What is expected: Rewrite the items below, substituting "player's glove" for every occurrence of "player's hand" and changing nothing else. Leave out the pictures.

Provided material:
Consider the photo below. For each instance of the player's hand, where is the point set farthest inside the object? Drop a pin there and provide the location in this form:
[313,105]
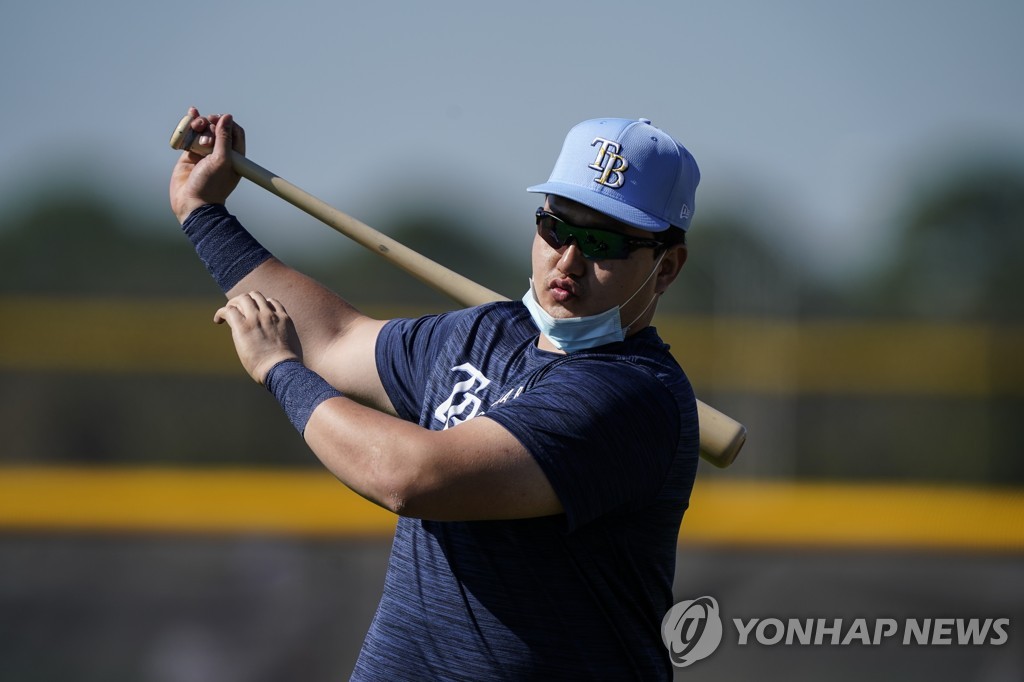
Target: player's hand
[197,179]
[262,332]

Written answer:
Consider the photo below. For each instance of the player's glove, where is the point set farthest inside the object? Drop a pin there and provide the location in this form:
[313,105]
Target: player's glove
[197,179]
[262,332]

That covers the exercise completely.